**Extract**
[start]

The major publisher have deep enough pockets to afford returns before payment (the classical independent bookstore relationship with small presses was to pay for the books in 30 days and then send the books back for return six months to a year later. The small press could use the float until time to return the principal. The big places like Borders and Barnes and Noble would make large orders but return the books a month later without ever paying the invoice. This put at least one small press distributor out of business (people will write books for free and even publish them for free, but nobody wants to print, inventory, or distribute them for free particularly except perhaps online).
From: [identity profile] txtriffidranch.livejournal.com
Oh, don't remind me about the big chain store situation: I've worked for at least two magazines that died specifically because B&N put in a ginormous order for copies, the publisher went broke trying to fill that order, and then the company returned piles of copies to the distributor a month later and expected credit. I know for a fact that Borders pays its bills whenever it damn well feels like it, and that smaller publishers can't afford the lawsuits necessary to force Borders to pay its bills.

[end]

**Supplied information**
[start]

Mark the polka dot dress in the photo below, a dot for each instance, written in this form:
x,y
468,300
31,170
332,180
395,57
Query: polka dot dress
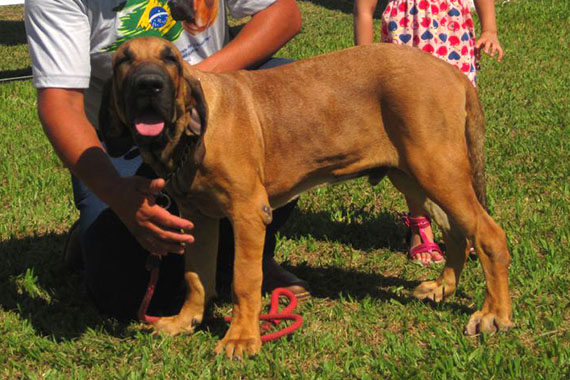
x,y
443,28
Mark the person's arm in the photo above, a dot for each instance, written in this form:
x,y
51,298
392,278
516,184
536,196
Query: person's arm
x,y
488,41
75,141
266,32
363,21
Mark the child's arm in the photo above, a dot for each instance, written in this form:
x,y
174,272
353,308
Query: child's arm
x,y
488,41
363,25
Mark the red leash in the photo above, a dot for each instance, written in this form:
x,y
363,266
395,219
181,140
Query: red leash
x,y
273,318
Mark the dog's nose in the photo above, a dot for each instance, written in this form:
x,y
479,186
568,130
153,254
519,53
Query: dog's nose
x,y
149,84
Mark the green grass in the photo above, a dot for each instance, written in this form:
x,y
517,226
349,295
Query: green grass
x,y
345,240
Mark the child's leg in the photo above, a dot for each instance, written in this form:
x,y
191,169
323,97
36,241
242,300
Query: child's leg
x,y
415,249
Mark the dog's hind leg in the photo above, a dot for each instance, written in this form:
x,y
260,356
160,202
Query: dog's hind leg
x,y
200,276
448,182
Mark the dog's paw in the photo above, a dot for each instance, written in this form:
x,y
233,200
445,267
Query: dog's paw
x,y
235,347
433,290
487,323
175,325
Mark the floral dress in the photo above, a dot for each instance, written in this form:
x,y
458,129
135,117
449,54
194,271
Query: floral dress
x,y
443,28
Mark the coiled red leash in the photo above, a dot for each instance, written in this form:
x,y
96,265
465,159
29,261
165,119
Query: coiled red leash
x,y
272,319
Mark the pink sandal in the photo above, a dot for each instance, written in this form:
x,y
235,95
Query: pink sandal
x,y
432,248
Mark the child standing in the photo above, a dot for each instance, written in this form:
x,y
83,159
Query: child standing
x,y
443,28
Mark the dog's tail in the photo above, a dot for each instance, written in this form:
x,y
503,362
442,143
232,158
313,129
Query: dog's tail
x,y
475,135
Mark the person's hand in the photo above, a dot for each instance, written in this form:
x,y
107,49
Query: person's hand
x,y
156,230
488,42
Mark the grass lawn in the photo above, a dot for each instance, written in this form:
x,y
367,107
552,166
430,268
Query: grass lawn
x,y
345,240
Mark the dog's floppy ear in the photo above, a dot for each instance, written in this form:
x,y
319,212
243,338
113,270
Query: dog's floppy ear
x,y
112,131
196,107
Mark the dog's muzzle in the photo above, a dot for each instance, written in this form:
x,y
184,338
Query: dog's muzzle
x,y
150,99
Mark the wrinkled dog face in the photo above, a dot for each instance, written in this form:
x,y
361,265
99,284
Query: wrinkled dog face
x,y
149,102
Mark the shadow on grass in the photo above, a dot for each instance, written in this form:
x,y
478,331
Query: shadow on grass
x,y
35,284
12,33
382,231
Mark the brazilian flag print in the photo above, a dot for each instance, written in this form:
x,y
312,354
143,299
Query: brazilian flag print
x,y
145,18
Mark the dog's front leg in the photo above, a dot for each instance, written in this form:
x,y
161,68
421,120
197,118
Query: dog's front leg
x,y
244,334
200,276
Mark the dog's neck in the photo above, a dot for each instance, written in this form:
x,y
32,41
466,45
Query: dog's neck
x,y
179,181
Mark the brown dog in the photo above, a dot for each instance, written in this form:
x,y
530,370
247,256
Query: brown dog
x,y
240,144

[end]

**Work to do**
[1] In the passage on chain bookstores and small presses, how soon did a classical independent bookstore pay for books from a small press?
[2] List every line of the listing that contains the string "floral". Matches must be case-sensitive.

**The replies**
[1] In 30 days.

[2]
Mark the floral dress in the photo above, a dot for each instance, written in this form:
Query: floral dress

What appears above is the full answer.